» **Set exercise**
Rewrite the stretch from the line containing "Rules: pick out every instance of the eagle" through the line containing "point(397, 229)", swapping every "emblem" for "badge" and leaving everything else unchanged.
-- START OF Dataset --
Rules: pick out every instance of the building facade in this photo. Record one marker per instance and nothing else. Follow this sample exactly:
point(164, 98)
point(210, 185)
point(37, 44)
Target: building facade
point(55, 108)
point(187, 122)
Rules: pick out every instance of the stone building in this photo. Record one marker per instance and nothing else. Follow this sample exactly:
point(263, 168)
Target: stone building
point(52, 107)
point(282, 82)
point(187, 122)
-- END OF Dataset --
-- START OF Dataset --
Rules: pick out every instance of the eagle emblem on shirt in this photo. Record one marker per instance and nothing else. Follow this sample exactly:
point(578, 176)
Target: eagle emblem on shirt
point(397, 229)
-- END OF Dataset --
» **Reply**
Rules: pick out every instance of the eagle badge on shirt in this photo. Record one marker per instance and nothing else. Follow this sample exactly:
point(578, 176)
Target: eagle badge on shirt
point(397, 229)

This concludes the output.